* _Description of the task_: The entries that follow include a run beginning at the line with "point_to(query) locates a point on each instance of the right" and ending at the line with "capsule in the picture above."; restate that run word for word and leave the rest out.

========================================

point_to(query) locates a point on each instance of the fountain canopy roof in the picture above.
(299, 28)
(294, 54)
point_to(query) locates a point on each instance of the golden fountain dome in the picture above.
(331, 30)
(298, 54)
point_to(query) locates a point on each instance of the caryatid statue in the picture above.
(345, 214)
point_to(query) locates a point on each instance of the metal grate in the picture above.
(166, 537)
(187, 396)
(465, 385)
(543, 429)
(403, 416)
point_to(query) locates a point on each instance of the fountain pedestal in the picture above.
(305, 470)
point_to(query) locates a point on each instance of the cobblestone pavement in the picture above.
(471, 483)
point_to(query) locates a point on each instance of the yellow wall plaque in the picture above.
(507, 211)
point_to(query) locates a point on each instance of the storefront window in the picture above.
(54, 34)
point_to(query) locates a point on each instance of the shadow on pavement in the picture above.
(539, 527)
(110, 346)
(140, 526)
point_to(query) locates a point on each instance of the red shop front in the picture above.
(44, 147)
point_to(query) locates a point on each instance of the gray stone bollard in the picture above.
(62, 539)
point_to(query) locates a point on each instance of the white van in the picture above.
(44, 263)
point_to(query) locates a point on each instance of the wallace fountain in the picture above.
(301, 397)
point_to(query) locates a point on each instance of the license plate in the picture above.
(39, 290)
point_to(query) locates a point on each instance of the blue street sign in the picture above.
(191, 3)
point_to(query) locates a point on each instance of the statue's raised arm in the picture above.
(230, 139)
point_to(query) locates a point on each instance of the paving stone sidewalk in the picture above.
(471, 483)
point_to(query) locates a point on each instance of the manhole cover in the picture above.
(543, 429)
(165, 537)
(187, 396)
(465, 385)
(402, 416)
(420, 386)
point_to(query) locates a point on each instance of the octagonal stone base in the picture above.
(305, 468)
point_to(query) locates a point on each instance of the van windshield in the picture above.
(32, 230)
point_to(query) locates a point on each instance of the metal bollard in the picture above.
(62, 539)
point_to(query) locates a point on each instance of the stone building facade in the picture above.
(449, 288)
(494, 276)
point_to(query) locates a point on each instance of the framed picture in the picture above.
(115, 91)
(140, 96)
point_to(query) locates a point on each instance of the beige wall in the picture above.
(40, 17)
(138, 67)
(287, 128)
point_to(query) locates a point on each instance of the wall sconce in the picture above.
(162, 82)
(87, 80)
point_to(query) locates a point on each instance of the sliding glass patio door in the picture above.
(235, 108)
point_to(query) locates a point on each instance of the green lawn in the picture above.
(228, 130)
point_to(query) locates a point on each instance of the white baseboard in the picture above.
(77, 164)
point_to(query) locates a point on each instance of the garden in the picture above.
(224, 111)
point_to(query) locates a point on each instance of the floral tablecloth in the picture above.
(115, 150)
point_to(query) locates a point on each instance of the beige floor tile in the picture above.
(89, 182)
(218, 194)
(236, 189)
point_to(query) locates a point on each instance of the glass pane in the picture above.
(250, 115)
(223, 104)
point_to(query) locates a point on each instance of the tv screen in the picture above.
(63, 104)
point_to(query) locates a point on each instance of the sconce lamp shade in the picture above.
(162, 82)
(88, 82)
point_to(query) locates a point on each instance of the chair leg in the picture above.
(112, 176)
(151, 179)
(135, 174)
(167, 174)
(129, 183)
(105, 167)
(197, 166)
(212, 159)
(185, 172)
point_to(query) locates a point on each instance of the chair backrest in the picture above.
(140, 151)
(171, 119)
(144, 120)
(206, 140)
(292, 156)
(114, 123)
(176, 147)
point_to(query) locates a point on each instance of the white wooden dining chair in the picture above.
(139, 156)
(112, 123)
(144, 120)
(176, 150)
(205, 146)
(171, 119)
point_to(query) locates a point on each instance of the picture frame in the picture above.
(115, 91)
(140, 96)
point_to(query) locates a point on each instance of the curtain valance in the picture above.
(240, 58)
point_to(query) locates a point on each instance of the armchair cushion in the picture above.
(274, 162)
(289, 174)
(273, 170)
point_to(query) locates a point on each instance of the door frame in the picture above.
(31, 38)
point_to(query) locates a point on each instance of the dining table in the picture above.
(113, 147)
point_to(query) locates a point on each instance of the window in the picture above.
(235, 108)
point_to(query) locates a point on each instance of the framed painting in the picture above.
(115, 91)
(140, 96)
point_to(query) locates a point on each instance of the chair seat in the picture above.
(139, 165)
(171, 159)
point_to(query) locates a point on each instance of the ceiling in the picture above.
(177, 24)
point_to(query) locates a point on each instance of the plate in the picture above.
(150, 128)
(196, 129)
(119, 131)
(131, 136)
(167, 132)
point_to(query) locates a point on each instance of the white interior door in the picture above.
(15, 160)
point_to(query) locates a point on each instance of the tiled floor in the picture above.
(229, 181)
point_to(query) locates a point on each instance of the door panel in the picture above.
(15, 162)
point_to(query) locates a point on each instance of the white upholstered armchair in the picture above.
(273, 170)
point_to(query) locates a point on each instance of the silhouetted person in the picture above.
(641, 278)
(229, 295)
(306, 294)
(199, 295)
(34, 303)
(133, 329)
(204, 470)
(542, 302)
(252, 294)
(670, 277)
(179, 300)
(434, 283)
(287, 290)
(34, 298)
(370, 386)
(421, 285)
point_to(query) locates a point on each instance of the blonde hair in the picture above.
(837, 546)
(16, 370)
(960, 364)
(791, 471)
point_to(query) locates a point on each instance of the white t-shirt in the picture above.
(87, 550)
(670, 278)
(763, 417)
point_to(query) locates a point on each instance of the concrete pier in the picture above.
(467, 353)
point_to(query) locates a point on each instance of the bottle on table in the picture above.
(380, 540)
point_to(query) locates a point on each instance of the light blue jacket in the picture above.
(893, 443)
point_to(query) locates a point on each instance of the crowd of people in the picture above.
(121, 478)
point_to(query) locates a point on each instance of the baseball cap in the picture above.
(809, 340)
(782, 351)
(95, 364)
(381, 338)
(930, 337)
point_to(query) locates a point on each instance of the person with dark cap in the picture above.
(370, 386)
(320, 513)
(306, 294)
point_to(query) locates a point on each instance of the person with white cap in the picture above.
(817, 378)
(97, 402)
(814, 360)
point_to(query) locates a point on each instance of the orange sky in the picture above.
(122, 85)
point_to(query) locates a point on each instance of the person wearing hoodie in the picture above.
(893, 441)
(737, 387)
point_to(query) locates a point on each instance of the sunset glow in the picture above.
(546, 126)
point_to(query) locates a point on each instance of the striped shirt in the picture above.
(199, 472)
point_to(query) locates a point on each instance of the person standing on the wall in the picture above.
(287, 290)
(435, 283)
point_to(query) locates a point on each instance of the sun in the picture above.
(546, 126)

========================================

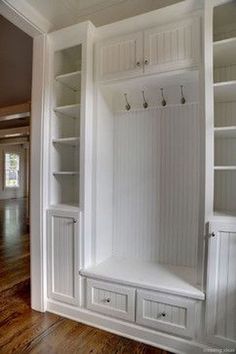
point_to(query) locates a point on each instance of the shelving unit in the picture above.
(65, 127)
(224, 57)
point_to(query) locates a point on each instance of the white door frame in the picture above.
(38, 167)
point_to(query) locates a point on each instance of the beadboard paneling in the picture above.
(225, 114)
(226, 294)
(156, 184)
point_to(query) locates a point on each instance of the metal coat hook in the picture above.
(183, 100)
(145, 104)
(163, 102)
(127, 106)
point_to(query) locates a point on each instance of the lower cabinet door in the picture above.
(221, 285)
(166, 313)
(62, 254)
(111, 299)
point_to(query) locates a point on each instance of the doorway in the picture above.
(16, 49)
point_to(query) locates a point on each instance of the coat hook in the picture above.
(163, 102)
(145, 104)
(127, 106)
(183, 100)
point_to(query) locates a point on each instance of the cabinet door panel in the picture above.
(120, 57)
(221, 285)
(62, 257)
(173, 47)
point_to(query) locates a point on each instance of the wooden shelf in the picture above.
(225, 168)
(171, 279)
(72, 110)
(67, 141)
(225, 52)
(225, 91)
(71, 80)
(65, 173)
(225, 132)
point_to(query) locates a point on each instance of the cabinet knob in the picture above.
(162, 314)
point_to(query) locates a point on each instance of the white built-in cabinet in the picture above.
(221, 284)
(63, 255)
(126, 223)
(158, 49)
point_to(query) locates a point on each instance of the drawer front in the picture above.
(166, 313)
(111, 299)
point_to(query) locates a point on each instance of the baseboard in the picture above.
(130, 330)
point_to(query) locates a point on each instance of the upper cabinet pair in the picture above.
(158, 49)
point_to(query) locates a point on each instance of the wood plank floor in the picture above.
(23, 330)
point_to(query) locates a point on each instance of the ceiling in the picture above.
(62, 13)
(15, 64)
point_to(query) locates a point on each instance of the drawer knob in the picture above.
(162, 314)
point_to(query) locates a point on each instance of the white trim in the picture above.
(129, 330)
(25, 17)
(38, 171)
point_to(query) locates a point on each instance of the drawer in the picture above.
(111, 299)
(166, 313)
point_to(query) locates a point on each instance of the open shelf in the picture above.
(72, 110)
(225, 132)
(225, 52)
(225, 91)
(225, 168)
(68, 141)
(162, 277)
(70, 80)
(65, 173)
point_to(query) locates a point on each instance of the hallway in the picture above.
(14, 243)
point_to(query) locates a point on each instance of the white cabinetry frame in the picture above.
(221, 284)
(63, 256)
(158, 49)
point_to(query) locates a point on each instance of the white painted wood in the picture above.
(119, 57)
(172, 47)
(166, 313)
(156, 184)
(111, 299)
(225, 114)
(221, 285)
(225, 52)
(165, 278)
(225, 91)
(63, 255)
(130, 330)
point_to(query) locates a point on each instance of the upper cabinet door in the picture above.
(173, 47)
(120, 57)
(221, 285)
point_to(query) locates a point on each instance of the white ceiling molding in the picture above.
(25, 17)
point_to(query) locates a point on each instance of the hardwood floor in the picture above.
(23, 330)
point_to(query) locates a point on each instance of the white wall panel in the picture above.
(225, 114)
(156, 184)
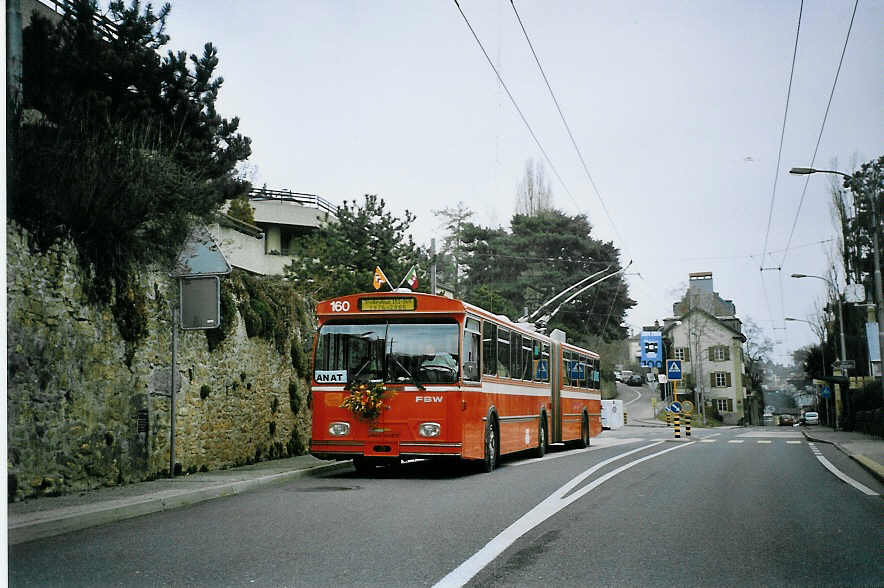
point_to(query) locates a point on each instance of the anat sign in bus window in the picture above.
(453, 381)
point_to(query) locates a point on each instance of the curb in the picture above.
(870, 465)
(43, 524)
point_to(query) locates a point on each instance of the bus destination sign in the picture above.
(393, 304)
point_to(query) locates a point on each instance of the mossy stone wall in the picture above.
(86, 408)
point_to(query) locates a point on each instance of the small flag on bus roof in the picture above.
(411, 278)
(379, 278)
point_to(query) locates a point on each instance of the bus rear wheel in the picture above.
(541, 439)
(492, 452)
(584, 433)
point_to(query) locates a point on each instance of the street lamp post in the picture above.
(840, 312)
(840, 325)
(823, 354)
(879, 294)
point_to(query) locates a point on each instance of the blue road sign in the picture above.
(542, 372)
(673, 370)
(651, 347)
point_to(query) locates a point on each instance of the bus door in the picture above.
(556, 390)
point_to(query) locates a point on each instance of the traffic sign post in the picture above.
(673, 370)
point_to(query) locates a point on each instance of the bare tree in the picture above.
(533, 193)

========================================

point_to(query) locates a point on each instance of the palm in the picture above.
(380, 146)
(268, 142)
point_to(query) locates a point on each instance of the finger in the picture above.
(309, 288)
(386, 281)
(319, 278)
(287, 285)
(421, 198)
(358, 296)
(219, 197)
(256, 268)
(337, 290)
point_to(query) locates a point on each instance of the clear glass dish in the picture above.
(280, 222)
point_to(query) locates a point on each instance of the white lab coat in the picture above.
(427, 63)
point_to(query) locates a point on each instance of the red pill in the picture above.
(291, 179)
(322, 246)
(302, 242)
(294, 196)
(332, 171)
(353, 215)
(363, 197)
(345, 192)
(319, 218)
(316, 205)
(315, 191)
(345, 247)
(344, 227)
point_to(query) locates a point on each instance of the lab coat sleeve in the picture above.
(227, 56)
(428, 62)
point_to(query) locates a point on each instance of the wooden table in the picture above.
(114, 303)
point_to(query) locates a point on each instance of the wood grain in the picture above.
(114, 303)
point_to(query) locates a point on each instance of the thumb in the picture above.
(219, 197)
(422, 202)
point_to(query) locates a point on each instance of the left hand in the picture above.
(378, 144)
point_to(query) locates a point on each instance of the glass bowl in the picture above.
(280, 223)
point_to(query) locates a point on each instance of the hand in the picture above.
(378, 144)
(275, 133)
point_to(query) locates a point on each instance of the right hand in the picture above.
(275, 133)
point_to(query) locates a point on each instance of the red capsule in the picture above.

========================================

* _Solution_:
point_to(query) locates a point on each instance of the right hand in the picture above.
(275, 133)
point_to(query) locates a point on each instance of the red capsule in the picture above.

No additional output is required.